TASK GOAL:
Here the job is to transcribe the data verbatim while leaving each picture out.

SUPPLIED MATERIAL:

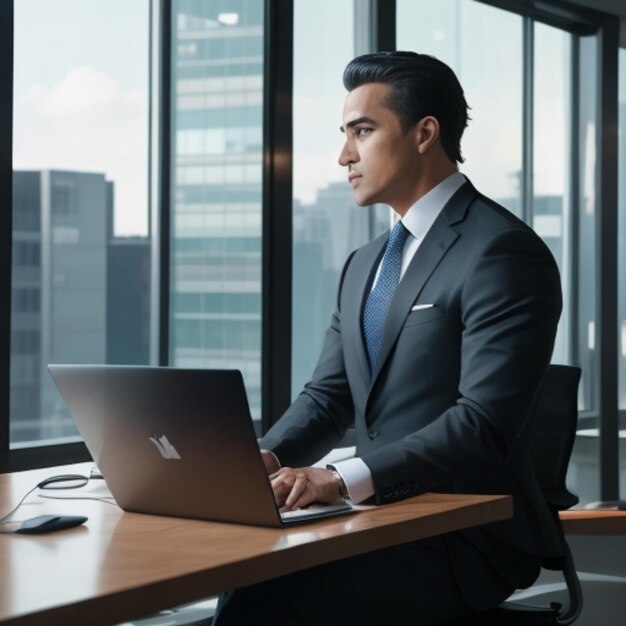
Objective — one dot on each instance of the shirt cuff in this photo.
(357, 478)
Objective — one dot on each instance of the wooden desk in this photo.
(120, 566)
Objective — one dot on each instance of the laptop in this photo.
(177, 442)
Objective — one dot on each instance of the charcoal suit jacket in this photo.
(468, 338)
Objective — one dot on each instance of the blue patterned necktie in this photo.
(379, 299)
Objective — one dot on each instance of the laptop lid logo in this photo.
(167, 450)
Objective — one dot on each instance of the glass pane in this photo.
(483, 45)
(217, 121)
(587, 331)
(81, 246)
(622, 268)
(551, 206)
(327, 224)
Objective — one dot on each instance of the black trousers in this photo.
(410, 584)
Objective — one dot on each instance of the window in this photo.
(622, 268)
(217, 109)
(81, 246)
(483, 46)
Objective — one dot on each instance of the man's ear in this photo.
(426, 133)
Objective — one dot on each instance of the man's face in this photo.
(383, 161)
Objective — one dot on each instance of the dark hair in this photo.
(421, 85)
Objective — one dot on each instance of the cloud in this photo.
(87, 121)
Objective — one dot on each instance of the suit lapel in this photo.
(362, 270)
(436, 244)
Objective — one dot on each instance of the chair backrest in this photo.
(553, 430)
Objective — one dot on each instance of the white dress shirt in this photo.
(417, 220)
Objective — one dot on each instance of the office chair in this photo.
(553, 429)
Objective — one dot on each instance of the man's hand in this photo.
(299, 487)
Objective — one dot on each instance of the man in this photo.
(442, 334)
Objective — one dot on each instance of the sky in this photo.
(81, 92)
(81, 95)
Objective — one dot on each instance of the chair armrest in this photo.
(593, 522)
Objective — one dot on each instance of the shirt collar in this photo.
(421, 215)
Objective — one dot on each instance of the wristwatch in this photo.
(343, 490)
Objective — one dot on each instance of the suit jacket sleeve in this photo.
(320, 415)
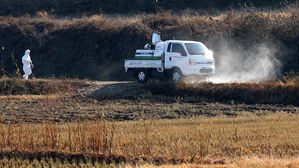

TASK RESPONSE:
Objective — one dot on each instance of the shirt cuff in this photo.
(357, 478)
Objective — one dot on each instance of the wooden desk in this photo.
(120, 566)
Objective — one dot on each instance of the laptop in this photo.
(177, 442)
Objective — one dot on each instance of the charcoal suit jacket in this photo.
(468, 338)
Objective — one dot on each instance of the blue patterned necktie in this photo.
(379, 299)
Objective — one dot on each instance of the laptop lid logo in this photo.
(167, 450)
Objective — one dot on each instance of the glass pane in this photo.
(483, 45)
(217, 121)
(587, 331)
(81, 246)
(622, 268)
(551, 206)
(327, 224)
Objective — one dot on each instance of the black trousers in this photo.
(410, 584)
Objective — one dot on each instance of the window in this photo.
(622, 268)
(217, 109)
(81, 246)
(483, 46)
Objective — one dot on each instance of the man's ear in this photo.
(426, 133)
Objective — one dot on each instance of the man's face in this photo.
(383, 161)
Objective — one dot on each instance of the dark hair in this photo.
(421, 85)
Objective — one dot on each instance of the cloud in this photo.
(87, 121)
Objective — one dot on each instance of the suit lapel in this photo.
(362, 270)
(436, 244)
Objective — one dot on each instance of the chair backrest in this photo.
(553, 430)
Objective — one dot on each instance of the white dress shirt in this photo.
(417, 220)
Objective — one dot on each instance of the office chair in this photo.
(553, 429)
Objective — one dot on each instance of the man's hand in this photo.
(299, 487)
Objective — one dot on each instance of the man in this photo.
(442, 334)
Objective — one dot on each instance of the sky in this photo.
(81, 92)
(81, 95)
Objective — one dot on each instance of the chair armrest in this photo.
(593, 522)
Objective — one dot on each instance of the shirt collar in this photo.
(421, 215)
Objective — one dot on each instance of the wristwatch in this photo.
(343, 490)
Objective — one dot on each instance of the suit jacket sleeve in this photo.
(320, 415)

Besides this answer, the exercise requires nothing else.